Text shown:
● ● ● ● ●

The following appeared today and really is a major worry.
Report puts e-health back on table
Wednesday, 01 July 2009 | Julian Bajkowski
A push by health experts to tie federal funding for state health services to the adoption of electronic health and medical records could become a reality by the end of this year after a key report on hospital reforms was handed to Health Minister Nicola Roxon yesterday.
Sources familiar with the document have said the final recommendations contained in the National Health and Hospitals Reform Commission (NHHRC) report have retained a desire to use funding mechanisms to drive modernisation of the health system.
If adopted by Canberra, the linkage to funding could fast-track state and private sector participation in a national e-health roll--out that has so far struggled to gain traction for more than a decade.
The renewed attempts to modernise health information and records systems came as the federal government yesterday backed away from the highly controversial option of taking over underperforming state hospitals.
Estimates provided to the federal government indicate that savings of between $6 billion and $7.9 billion over 10 years could be achieved by adopting electronic health and medical records through a reduction in adverse incidents and better management of medications.
The National e-Health Transition Authority has been working on a unique health identifier linked to the present Medicare number, and has said it will deliver a substantial portion of its technical work by the end of the year.
Much more here:
There are a number of points to be made.
First is that the Health Minister will encounter powerful resistance if there is an attempt to implement an NHHRC recommendation to attempt to force adoption of e-Health through the reduction in re-imbursements for services delivered rather than via positive incentives. If that is what is actually planned it could easily cause the mother of all resistance from clinicians and I feel it would be seriously counterproductive to the thrust for e-Health in general.

● ● ● ● ●

Prompt 1: Retype everything in the e-health post above from "Estimates provided to" down to "to be made.".
Prompt 2: In the e-health post above, what savings over 10 years could come from adopting electronic health and medical records, according to estimates provided to the federal government?

● ● ● ● ●

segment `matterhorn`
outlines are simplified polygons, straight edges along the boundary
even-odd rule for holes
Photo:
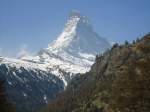
[[[6,80],[17,111],[31,112],[54,99],[76,74],[88,72],[96,54],[109,48],[110,43],[94,31],[89,19],[72,11],[62,33],[37,55],[0,57],[0,77]]]

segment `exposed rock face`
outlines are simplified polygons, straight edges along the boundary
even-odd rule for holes
[[[149,112],[149,62],[150,34],[133,44],[115,44],[96,57],[88,73],[76,75],[60,97],[50,102],[48,110]]]
[[[0,57],[0,77],[18,112],[33,112],[54,99],[77,73],[85,73],[95,55],[110,48],[89,20],[72,12],[58,38],[36,56]],[[37,108],[38,107],[38,108]]]

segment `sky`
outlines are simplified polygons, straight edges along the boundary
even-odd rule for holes
[[[150,32],[150,0],[0,0],[0,55],[16,57],[46,48],[78,10],[110,42]]]

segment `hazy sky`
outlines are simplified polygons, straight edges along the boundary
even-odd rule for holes
[[[150,0],[0,0],[0,55],[47,47],[73,9],[109,41],[132,41],[150,32]]]

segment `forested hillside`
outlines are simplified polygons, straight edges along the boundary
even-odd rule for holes
[[[43,112],[150,112],[150,34],[97,56]]]

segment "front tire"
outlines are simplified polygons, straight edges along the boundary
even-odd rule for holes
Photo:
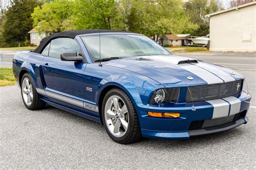
[[[126,144],[142,138],[135,108],[129,96],[122,90],[113,89],[106,93],[102,113],[106,131],[114,141]]]
[[[45,103],[39,99],[39,94],[36,90],[35,83],[30,75],[25,73],[22,77],[21,82],[21,93],[25,106],[30,110],[44,108]]]

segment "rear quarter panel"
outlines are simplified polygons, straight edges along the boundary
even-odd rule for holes
[[[24,71],[28,72],[33,78],[36,86],[43,87],[40,78],[40,65],[45,57],[29,51],[17,52],[13,60],[12,68],[16,78],[21,82],[21,73]]]

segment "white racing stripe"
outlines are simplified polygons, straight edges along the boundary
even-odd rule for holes
[[[241,107],[241,100],[237,98],[231,96],[223,98],[223,100],[227,101],[230,104],[230,115],[235,114],[240,112]]]
[[[221,99],[206,101],[213,106],[212,119],[227,117],[228,115],[230,104]]]
[[[190,64],[181,64],[179,66],[199,77],[208,84],[223,83],[223,81],[213,73],[202,68]]]
[[[69,104],[71,104],[84,108],[89,109],[93,111],[98,112],[99,108],[97,106],[92,105],[91,104],[75,99],[70,97],[60,95],[56,93],[53,93],[48,90],[36,88],[37,92],[43,95],[46,96],[48,97],[52,97],[53,98],[66,102]]]
[[[221,78],[224,81],[224,82],[235,80],[235,79],[231,75],[220,69],[214,67],[213,65],[210,64],[201,62],[199,62],[198,63],[193,63],[193,64],[209,71],[210,72]]]

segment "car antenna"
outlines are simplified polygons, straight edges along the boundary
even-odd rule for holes
[[[102,61],[101,61],[101,51],[100,51],[100,28],[101,25],[99,25],[99,66],[102,67]]]

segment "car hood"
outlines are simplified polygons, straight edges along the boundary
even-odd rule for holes
[[[103,64],[143,74],[165,86],[221,83],[244,78],[227,68],[173,55],[129,57]]]

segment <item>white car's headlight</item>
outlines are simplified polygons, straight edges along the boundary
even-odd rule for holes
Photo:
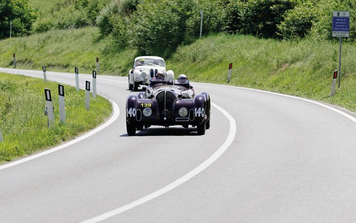
[[[178,114],[180,117],[185,117],[188,115],[188,110],[185,108],[181,108],[178,111]]]
[[[145,108],[142,111],[142,113],[145,117],[149,117],[152,114],[152,110],[149,108]]]

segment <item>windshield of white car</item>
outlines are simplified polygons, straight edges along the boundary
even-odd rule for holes
[[[140,59],[135,62],[135,66],[143,66],[145,65],[153,65],[156,66],[166,66],[164,61],[162,60],[156,59]]]

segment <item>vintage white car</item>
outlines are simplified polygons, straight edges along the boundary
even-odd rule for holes
[[[135,58],[129,71],[129,89],[136,91],[139,85],[148,85],[150,79],[158,72],[165,72],[166,64],[161,57],[146,56]]]

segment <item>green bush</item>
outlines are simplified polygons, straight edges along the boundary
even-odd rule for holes
[[[1,0],[0,1],[0,39],[10,36],[10,23],[12,21],[13,36],[27,35],[37,13],[28,0]]]
[[[242,12],[242,32],[264,38],[276,37],[277,26],[284,13],[297,5],[296,0],[249,0]]]
[[[284,39],[305,37],[316,21],[317,14],[316,4],[309,1],[287,11],[284,20],[277,25],[279,35]]]
[[[350,38],[346,41],[355,41],[356,37],[356,1],[355,0],[335,0],[328,1],[320,11],[317,20],[313,24],[311,35],[322,39],[338,39],[332,36],[333,11],[350,11]]]

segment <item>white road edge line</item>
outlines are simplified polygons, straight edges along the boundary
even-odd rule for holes
[[[18,160],[14,161],[14,162],[10,162],[10,163],[8,163],[6,164],[3,165],[2,166],[0,166],[0,170],[3,170],[4,169],[8,168],[9,167],[11,167],[12,166],[14,166],[16,165],[19,164],[20,163],[22,163],[23,162],[31,160],[36,158],[38,158],[43,156],[45,156],[45,155],[47,155],[49,153],[52,153],[56,151],[63,149],[66,147],[68,147],[71,145],[72,145],[75,143],[78,143],[79,141],[81,141],[85,139],[86,139],[88,137],[89,137],[92,136],[93,135],[95,134],[95,133],[98,132],[98,131],[107,127],[108,126],[110,125],[111,124],[112,124],[113,122],[114,122],[115,121],[116,121],[116,120],[117,119],[117,118],[118,118],[119,116],[120,115],[120,109],[119,109],[119,106],[117,105],[117,104],[116,104],[116,102],[115,102],[114,101],[109,98],[109,97],[107,97],[106,96],[105,96],[101,94],[98,94],[98,95],[106,98],[109,101],[111,102],[112,104],[113,105],[113,115],[111,116],[111,117],[107,121],[106,121],[105,123],[100,126],[99,127],[97,127],[97,128],[94,128],[94,129],[85,134],[84,135],[83,135],[81,136],[80,136],[77,138],[77,139],[72,140],[71,141],[69,141],[68,143],[66,143],[65,144],[59,145],[58,146],[55,147],[54,148],[53,148],[52,149],[45,151],[44,152],[42,152],[37,154],[35,154],[33,156],[31,156],[30,157],[27,157],[26,158],[24,158],[21,159],[19,159]]]
[[[296,96],[293,96],[289,95],[285,95],[285,94],[281,94],[281,93],[276,93],[275,92],[271,92],[269,91],[263,91],[263,90],[254,89],[253,88],[245,88],[245,87],[237,87],[236,86],[225,85],[223,84],[212,84],[212,83],[199,83],[198,82],[196,82],[194,83],[197,83],[198,84],[207,84],[208,85],[219,86],[221,87],[230,87],[230,88],[238,88],[238,89],[240,89],[247,90],[249,91],[262,92],[263,93],[271,94],[272,95],[278,95],[279,96],[283,96],[285,97],[296,99],[298,100],[301,100],[302,101],[307,101],[308,102],[310,102],[310,103],[322,106],[327,109],[329,109],[333,112],[338,113],[339,114],[348,118],[349,119],[351,120],[353,122],[356,123],[356,118],[355,118],[355,117],[353,116],[352,115],[351,115],[344,112],[342,112],[342,111],[340,111],[338,109],[336,109],[335,108],[333,108],[332,107],[329,106],[328,105],[325,105],[324,104],[323,104],[322,103],[318,102],[317,101],[313,101],[312,100],[310,100],[310,99],[307,99],[307,98],[303,98],[303,97],[297,97]]]
[[[174,188],[178,187],[181,184],[187,182],[190,179],[194,177],[196,175],[198,174],[203,171],[210,164],[213,163],[219,157],[222,155],[226,150],[228,148],[230,145],[232,143],[232,142],[235,138],[235,135],[236,133],[236,123],[235,119],[231,115],[230,115],[227,112],[224,110],[223,108],[217,106],[217,105],[211,103],[211,105],[219,110],[223,114],[225,115],[230,123],[230,129],[229,130],[229,134],[227,136],[225,142],[218,149],[214,154],[213,154],[210,157],[209,157],[207,160],[204,161],[202,164],[195,167],[194,169],[190,171],[188,174],[186,174],[184,176],[179,178],[178,180],[173,182],[173,183],[168,184],[165,187],[162,188],[158,191],[153,192],[142,198],[140,198],[135,201],[133,201],[129,204],[128,204],[124,206],[112,210],[108,212],[101,214],[99,216],[95,217],[94,218],[88,219],[83,222],[81,222],[81,223],[97,223],[98,222],[109,218],[113,217],[113,216],[118,215],[120,213],[123,212],[124,211],[129,210],[131,208],[135,207],[139,205],[142,205],[147,201],[149,201],[154,198],[158,197],[169,191],[174,189]]]

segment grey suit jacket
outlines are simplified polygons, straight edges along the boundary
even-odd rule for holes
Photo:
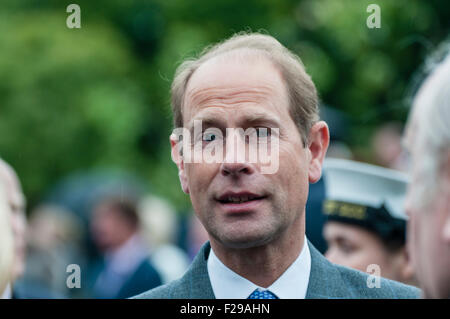
[[[308,241],[311,273],[306,298],[419,298],[418,288],[381,279],[380,288],[368,288],[368,274],[330,263]],[[178,280],[144,292],[137,299],[215,299],[207,259],[211,246],[205,243],[189,269]]]

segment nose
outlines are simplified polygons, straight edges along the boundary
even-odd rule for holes
[[[254,169],[248,163],[222,163],[221,172],[224,176],[240,176],[251,175]]]

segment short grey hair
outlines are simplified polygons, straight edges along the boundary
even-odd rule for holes
[[[440,172],[450,169],[445,166],[450,153],[450,54],[435,67],[415,96],[408,130],[415,135],[415,147],[423,156],[420,171],[426,172],[425,181],[414,185],[414,197],[423,204],[437,195]]]
[[[280,70],[289,95],[290,115],[306,145],[309,130],[319,120],[316,87],[297,55],[272,36],[260,33],[237,33],[221,43],[206,47],[198,57],[187,59],[177,68],[171,88],[175,128],[183,127],[184,97],[194,72],[206,61],[239,49],[262,53]]]

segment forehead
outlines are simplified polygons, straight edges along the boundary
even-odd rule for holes
[[[199,112],[211,112],[211,107],[220,112],[242,106],[242,114],[256,109],[274,114],[287,111],[281,73],[265,56],[219,56],[202,64],[188,83],[183,119],[187,123]]]

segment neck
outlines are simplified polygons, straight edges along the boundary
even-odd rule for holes
[[[273,284],[297,259],[305,243],[305,222],[298,218],[281,236],[257,247],[229,248],[211,238],[217,258],[233,270],[263,288]]]

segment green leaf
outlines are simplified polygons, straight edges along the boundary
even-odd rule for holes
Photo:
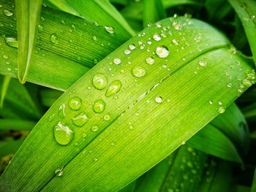
[[[12,1],[0,0],[0,3],[3,9],[14,11]],[[31,61],[28,81],[49,88],[67,90],[95,63],[128,38],[117,33],[108,34],[103,27],[49,7],[42,7],[41,16],[39,39],[37,41],[36,51]],[[0,23],[10,23],[1,27],[0,34],[6,37],[16,37],[15,20],[12,16],[7,17],[0,12]],[[94,36],[97,40],[93,39]],[[50,41],[52,37],[57,37],[58,43]],[[1,36],[0,43],[4,58],[0,60],[0,74],[17,77],[17,49],[10,46]]]
[[[234,145],[219,129],[207,125],[187,143],[193,147],[225,160],[242,164]]]
[[[256,191],[256,169],[255,172],[255,176],[253,177],[252,188],[251,188],[251,192]]]
[[[162,28],[167,37],[147,43]],[[0,190],[121,188],[223,113],[248,88],[240,89],[244,80],[253,81],[254,70],[230,46],[194,19],[167,18],[145,29],[58,99],[1,176]],[[98,81],[102,75],[107,80]]]
[[[10,80],[11,80],[10,77],[4,76],[4,81],[3,81],[3,85],[1,86],[1,91],[0,108],[3,107],[4,98],[5,98],[5,96],[7,94],[8,87],[9,87],[9,83],[10,83]]]
[[[228,0],[244,26],[256,64],[256,2],[254,0]]]
[[[34,50],[42,0],[15,0],[18,28],[18,77],[25,83]]]
[[[162,1],[143,1],[143,27],[166,18]]]
[[[116,8],[108,0],[48,0],[61,10],[72,13],[75,11],[81,17],[97,22],[99,25],[113,27],[124,35],[135,34]],[[75,13],[75,15],[78,14]]]
[[[0,141],[0,157],[14,154],[20,147],[24,139]]]
[[[0,130],[31,131],[37,122],[17,119],[0,119]]]

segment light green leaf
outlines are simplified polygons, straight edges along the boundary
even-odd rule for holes
[[[0,4],[3,9],[14,11],[11,3],[0,0]],[[67,90],[128,38],[117,33],[110,34],[103,27],[49,7],[42,7],[41,16],[39,39],[31,61],[28,81],[44,86]],[[13,17],[0,12],[0,23],[10,23],[1,27],[0,34],[6,37],[17,37]],[[72,25],[75,26],[75,29]],[[97,40],[94,40],[94,36]],[[50,41],[52,37],[56,37],[58,43]],[[10,46],[1,36],[0,43],[3,47],[1,56],[4,58],[0,59],[0,74],[17,77],[17,49]]]
[[[15,0],[18,29],[18,77],[25,83],[34,50],[42,0]]]
[[[223,113],[248,88],[239,89],[243,80],[253,81],[246,60],[214,28],[185,18],[159,23],[119,47],[58,99],[8,166],[0,190],[117,191]],[[147,43],[162,28],[169,28],[167,37]],[[99,90],[93,79],[102,74],[108,83]],[[96,113],[100,99],[105,104]]]
[[[0,108],[3,107],[4,104],[4,101],[5,96],[7,94],[8,87],[9,87],[9,83],[10,81],[11,80],[11,77],[9,76],[4,76],[4,81],[3,81],[3,85],[1,86],[1,100],[0,100]]]
[[[256,64],[256,1],[254,0],[228,0],[228,1],[242,22]]]
[[[99,25],[111,26],[115,31],[124,35],[134,36],[135,34],[127,21],[108,0],[48,0],[61,10],[78,14]],[[78,13],[78,14],[77,14]]]

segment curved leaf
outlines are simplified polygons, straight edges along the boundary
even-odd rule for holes
[[[162,31],[166,37],[148,43]],[[168,18],[146,28],[58,99],[2,175],[0,190],[121,188],[224,112],[248,88],[239,89],[243,80],[253,81],[253,69],[229,46],[197,20]],[[99,99],[105,109],[97,113]]]

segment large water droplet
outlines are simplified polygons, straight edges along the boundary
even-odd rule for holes
[[[12,16],[13,15],[13,13],[10,10],[4,10],[4,13],[7,17]]]
[[[114,80],[112,82],[106,91],[105,96],[110,97],[118,93],[120,91],[121,85],[122,84],[120,80]]]
[[[157,47],[156,53],[159,58],[166,58],[169,55],[169,50],[167,47],[162,45]]]
[[[114,64],[116,65],[119,65],[121,64],[121,59],[118,58],[115,58],[113,60],[113,62],[114,62]]]
[[[218,112],[219,114],[222,114],[222,113],[224,113],[225,111],[225,109],[224,107],[219,107],[219,109],[218,109]]]
[[[18,41],[14,37],[6,37],[5,42],[7,45],[12,47],[18,48]]]
[[[73,110],[78,110],[81,107],[82,100],[78,96],[75,96],[69,100],[69,105]]]
[[[97,89],[102,90],[105,88],[108,84],[107,77],[103,74],[98,73],[94,76],[92,83]]]
[[[154,58],[152,57],[148,57],[146,59],[146,62],[149,65],[153,65],[154,63]]]
[[[58,44],[59,43],[59,37],[56,34],[52,34],[50,35],[50,40],[52,43]]]
[[[64,104],[61,104],[59,108],[58,116],[61,119],[64,119],[66,116],[65,110],[66,105]]]
[[[78,115],[72,118],[73,123],[78,126],[83,126],[88,121],[89,118],[86,113],[81,112]]]
[[[153,39],[154,40],[159,42],[161,40],[161,37],[157,33],[156,33],[153,35]]]
[[[129,48],[130,50],[135,50],[136,48],[135,45],[134,45],[134,44],[129,45]]]
[[[102,112],[105,110],[106,103],[101,99],[96,100],[94,104],[94,111],[97,113]]]
[[[106,30],[106,31],[110,34],[115,33],[115,28],[112,26],[105,26],[105,30]]]
[[[53,134],[56,141],[61,145],[68,145],[73,139],[74,132],[68,127],[59,122],[53,127]]]
[[[145,76],[146,69],[143,66],[135,66],[132,68],[132,75],[136,77],[141,77]]]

● ● ● ● ●

Task response 1:
Estimates provided to the federal government indicate that savings of between $6 billion and $7.9 billion over 10 years could be achieved by adopting electronic health and medical records through a reduction in adverse incidents and better management of medications.
The National e-Health Transition Authority has been working on a unique health identifier linked to the present Medicare number, and has said it will deliver a substantial portion of its technical work by the end of the year.
Much more here:
There are a number of points to be made.

Task response 2: Between $6 billion and $7.9 billion.